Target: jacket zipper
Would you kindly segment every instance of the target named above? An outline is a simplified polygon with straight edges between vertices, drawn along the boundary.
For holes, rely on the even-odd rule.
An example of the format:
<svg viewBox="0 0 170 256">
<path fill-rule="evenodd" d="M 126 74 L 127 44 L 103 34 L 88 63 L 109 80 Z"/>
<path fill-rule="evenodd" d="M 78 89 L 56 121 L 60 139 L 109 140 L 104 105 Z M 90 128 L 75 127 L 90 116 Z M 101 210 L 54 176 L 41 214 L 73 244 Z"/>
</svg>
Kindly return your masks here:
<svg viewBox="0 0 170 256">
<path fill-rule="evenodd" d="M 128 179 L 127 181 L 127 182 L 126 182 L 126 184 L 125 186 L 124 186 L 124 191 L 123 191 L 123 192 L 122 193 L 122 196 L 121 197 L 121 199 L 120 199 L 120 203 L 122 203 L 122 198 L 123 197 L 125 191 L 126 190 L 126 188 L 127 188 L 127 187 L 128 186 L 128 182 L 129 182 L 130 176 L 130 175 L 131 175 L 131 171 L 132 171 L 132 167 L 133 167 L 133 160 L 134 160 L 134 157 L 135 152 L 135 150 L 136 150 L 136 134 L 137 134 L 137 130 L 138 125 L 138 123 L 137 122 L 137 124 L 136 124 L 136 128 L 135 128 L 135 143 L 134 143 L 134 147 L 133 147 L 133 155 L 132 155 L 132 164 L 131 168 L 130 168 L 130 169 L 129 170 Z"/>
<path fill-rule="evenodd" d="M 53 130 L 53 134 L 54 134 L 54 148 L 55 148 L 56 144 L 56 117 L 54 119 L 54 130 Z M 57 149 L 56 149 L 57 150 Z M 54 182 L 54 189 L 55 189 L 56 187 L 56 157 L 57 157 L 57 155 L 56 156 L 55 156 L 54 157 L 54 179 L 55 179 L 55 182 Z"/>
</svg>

---

Copy out every line of the material above word for word, keeping each character and line break unchanged.

Target: jacket zipper
Would you kindly segment every instance of the target named above? An outline is a simplified polygon with straight edges between vertices, drawn along the boundary.
For holes, rely on the even-odd rule.
An example of the format:
<svg viewBox="0 0 170 256">
<path fill-rule="evenodd" d="M 126 74 L 127 44 L 103 34 L 88 63 L 109 80 Z"/>
<path fill-rule="evenodd" d="M 78 89 L 56 121 L 60 139 L 109 140 L 104 105 Z M 90 128 L 75 127 L 90 116 Z M 101 210 L 54 176 L 41 214 L 73 244 Z"/>
</svg>
Kindly return your masks here:
<svg viewBox="0 0 170 256">
<path fill-rule="evenodd" d="M 128 179 L 127 181 L 127 182 L 126 182 L 126 184 L 125 186 L 124 186 L 124 191 L 123 191 L 123 192 L 122 193 L 122 196 L 121 197 L 121 199 L 120 199 L 120 203 L 122 203 L 122 198 L 123 197 L 125 191 L 126 190 L 126 188 L 127 188 L 127 187 L 128 186 L 128 182 L 129 182 L 130 176 L 130 175 L 131 175 L 131 171 L 132 171 L 132 167 L 133 167 L 133 160 L 134 160 L 134 157 L 135 152 L 135 150 L 136 150 L 136 134 L 137 134 L 137 130 L 138 125 L 138 123 L 137 122 L 137 124 L 136 124 L 136 128 L 135 128 L 135 143 L 134 143 L 134 147 L 133 147 L 133 155 L 132 155 L 132 164 L 131 168 L 130 168 L 130 169 L 129 170 Z"/>
<path fill-rule="evenodd" d="M 53 130 L 53 134 L 54 134 L 54 148 L 55 148 L 56 144 L 56 117 L 54 119 L 54 130 Z M 57 149 L 56 149 L 57 150 Z M 54 182 L 54 189 L 55 189 L 56 187 L 56 157 L 57 157 L 57 155 L 56 156 L 55 156 L 54 157 L 54 179 L 55 179 L 55 182 Z"/>
</svg>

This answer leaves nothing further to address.